What is DNS? How does the Domain Name System work on the Internet?

1. What is DNS?

DNS (Domain Name System) is the system that translates human readable domain names such as www.vnetwork.vn into numerical IP addresses that computers can understand, for example 203.113.xxx.xxx.

Simply put, DNS works like the Internet’s phone book:

• Humans remember domain names
• Computers communicate using IP addresses
• DNS acts as the translator between the two

Without DNS, users would have to remember long and complex IP address strings every time they wanted to access a website.

2. What does the Domain Name System do?

The Domain Name System enables the Internet to function smoothly through several core roles:

• Resolving domain names to the correct IP addresses: DNS converts easy to remember domain names such as www.vnetwork.vn into numerical IP addresses that computers can process. This allows browsers to know exactly which server to connect to in order to load website content.

GIVEN MATERIAL ::
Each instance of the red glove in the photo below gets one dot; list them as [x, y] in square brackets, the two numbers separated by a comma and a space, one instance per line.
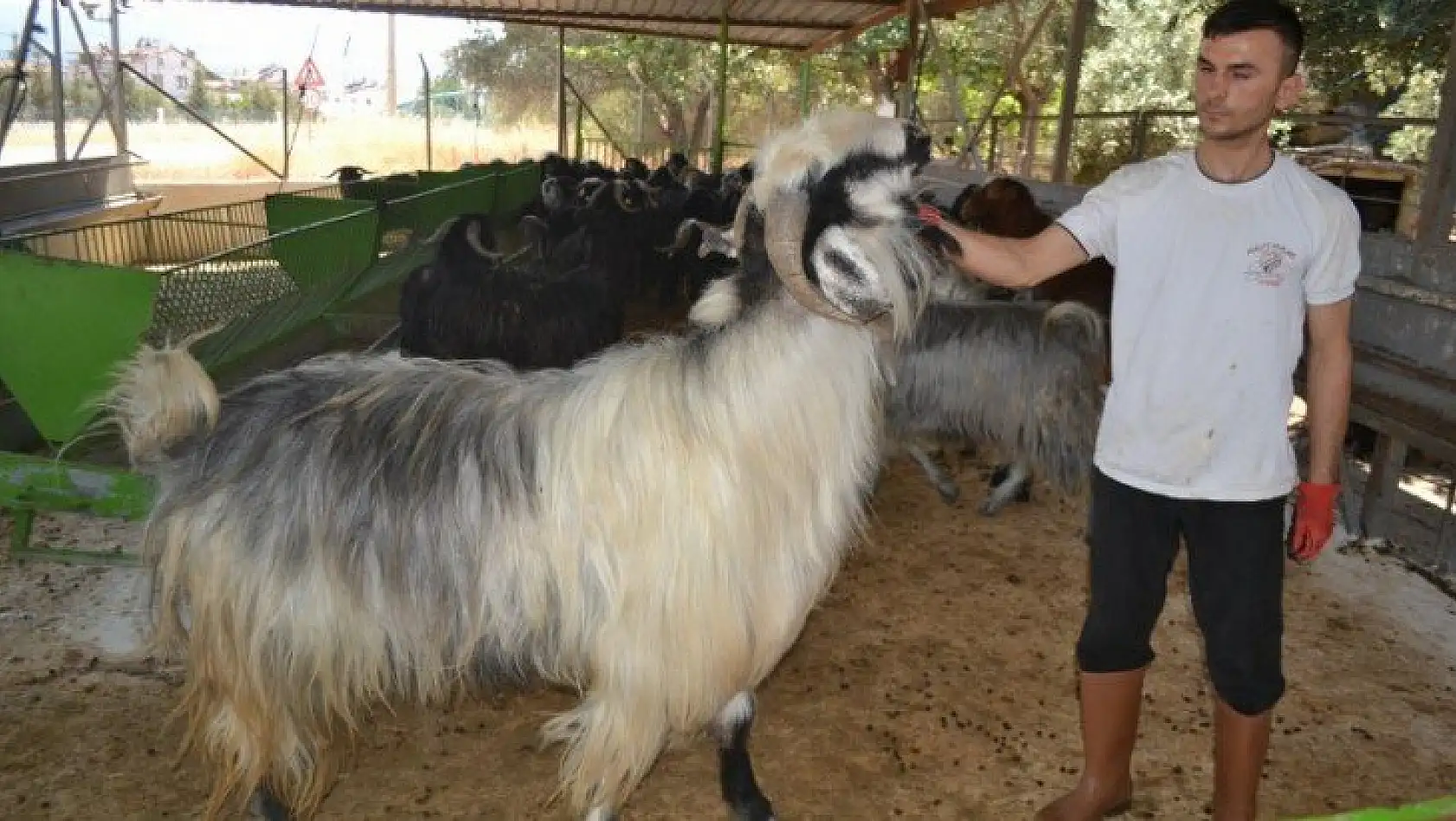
[1314, 520]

WORK INSTRUCTIONS ::
(1) Reproduce everything in the DNS page from "DNS (Domain Name" down to "access a website.".
(2) Answer these questions using the DNS page:
(a) What does the page compare DNS to?
(b) What do computers use to communicate?
(c) What does resolving domain names to IP addresses allow browsers to know?
(3) In one to three sentences, explain why the DNS page says browsers need domain names converted into IP addresses.

ANSWERS FOR THE TASKS ::
(1)
DNS (Domain Name System) is the system that translates human readable domain names such as www.vnetwork.vn into numerical IP addresses that computers can understand, for example 203.113.xxx.xxx.

Simply put, DNS works like the Internet’s phone book:

• Humans remember domain names
• Computers communicate using IP addresses
• DNS acts as the translator between the two

Without DNS, users would have to remember long and complex IP address strings every time they wanted to access a website.

(2)
(a) The Internet's phone book.
(b) IP addresses.
(c) Exactly which server to connect to in order to load website content.

(3) DNS converts domain names into numerical IP addresses that computers can process. This lets the browser know exactly which server to connect to so it can load the website content.